_SOURCE PASSAGE_.
--- --- ---

01.00.00

Sleds, reindeers

VO: The Nenets people have come together from the remote northern outpost of Yar-Sale for a unique festival.

 

 

 

It's a celebration of a culture and way of life that Communism tried to wipe out.

 

 

Woman speaking

The young girl is not married, dear guests the girl is not married.

 

00.36

Men fighting

VO: Under Stalin, their clan leaders and holy men were shot. The people were forced in to collective farms.

 

 

 

Yet for half the Nenets population, their normal home is still a teepee in the frozen Tundra.

 

00.52

 

Against all odds, they have remained Arctic nomads.

 

00.57

Dr William Fitzhugh, Arctic Studies, Smithsonian Institute

It's really rare. This is one of the unique situations in the north anyway. I've never seen any culture in the American Arctic or the Canadian Arctic that live this way, that keep their culture amidst all the changes.

 

01.12

Timofei about to race reindeer

VO: The Nenets survived by adapting Communism tot he Tundra.

 

 

 

Clansmen like Timofei still work in collective reindeer farms.

 

 

 

But that never stopped them being nomads.

 

01.30

Race begins

They farmed by herding the reindeers across the open plains, living as they'd always lived, and resisting a pressure to move to towns.

 

 

 

By outlasting the system that tried to change them, their lifestyle could, in theory, endure forever.

 

01.52

Teepees

But the nenets could still be denied a happy ending. Because while the life they lead on this land is unique, so is what lies beneath it .. the world's biggest concentration of gas.

 

 

 

The nenets land is littered with abandoned rigs ... the legacy of failed attempts to extract 200 billion cubic metres of gas.

 

02.28

Snowmobile

But the opening up of Russia's industry has brought Western capital and expertise to get it out.

--- --- ---

_DATASET EXCERPT_.
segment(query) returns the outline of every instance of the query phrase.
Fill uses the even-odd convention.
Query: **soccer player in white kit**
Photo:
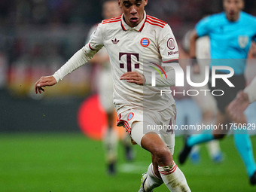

--- --- ---

_WRITTEN REQUEST A_. Summarize the Nenets script in two sentences.
_WRITTEN REQUEST B_.
Answer these questions from the Nenets script:
(i) From which remote northern outpost have the Nenets come together for the festival?
(ii) With which institution is Dr William Fitzhugh identified?
(iii) How much gas did the failed extraction attempts target?
_WRITTEN REQUEST C_. Resume the Nenets script after its last line, the one about Western capital and expertise.

_REPLY A_. Under Stalin, the Nenets saw their clan leaders and holy men shot and were forced into collective farms, yet they have remained Arctic nomads, with half their population still living in teepees on the frozen Tundra. They survived by adapting Communism to the Tundra and herding reindeer across the open plains, but their land holds the world's biggest concentration of gas, and Russia's opening up has brought Western capital and expertise to get it out.

_REPLY B_.
(i) Yar-Sale
(ii) The Smithsonian Institute (Arctic Studies)
(iii) 200 billion cubic meters

_REPLY C_.
The American oil giant Amoco .. in partnership with the Russian gas monopoly Gazprom ... are developing multi-billion dollar pipeline project ... it would take the gas from 10 sites on the peninsula all the way to Western Europe.

 

02.52

 

It is potentially the biggest impact on the Nenets people since the days of Stalin.

 

 

Timofei

They will take all the gas and they will leave all the rubbish there. They will plough the land and we'll suffer from it, we'll lose the pastures. We are suffering now. The people and the dogs are like wolves.

 

03.24

Sled + reindeer

VO: Timofei's home is the vast Tundra of the Yamal peninsula.

 

 

 

But this week his camp has come with a sled ride of Yar-Sale for the festival.

 

 

 

To see what the Nenets were scared of losing, we were given a rare and daunting opportunity  ... a chance to stay with Timofei's clan.

 

03.51

Teepees, camp

As we arrived at sunset, it appeared that the Nenets saw little need for modern goods at all.

 

 

 

The adults had brought back a few items from the toen store .. condems, milk, some tea ... but the children seemed happy just to be there.

 

04.11

 

With the temperature plunging toward minus 20, Timofei quickly despatched to the teepees where we'd spend the night.

 

04.20

Women cutting meat

Inside the women had prepared a banquet of raw fish and reindeer steak.

 

 

 

Elders like Nadja have chosen this land .. as a child, she spent years in the town school, but returned to the Tundra.

 

04.34

 

She now fears her children may not have that choice.

 

 

Reporter:

Is that good or bad?

 

 

Nadja:

It's bad.

 

 

Reporter:

Why?

 

 

Nadja:

Because they take the land from us, and where will our children live.  Not everyone wants to live in the town.  My son, for example, goes to school now, but when grows up he won't live in town.  He wouln't want to.  He'll have the reindeers which he inherits from his father. He wants to live in the Tundra, where else. That is why we don't want gas.

 

05.52

Reindeer, woman feding reindeer

VO: The day's work begins early in the nenet camps...the reindeers see to that.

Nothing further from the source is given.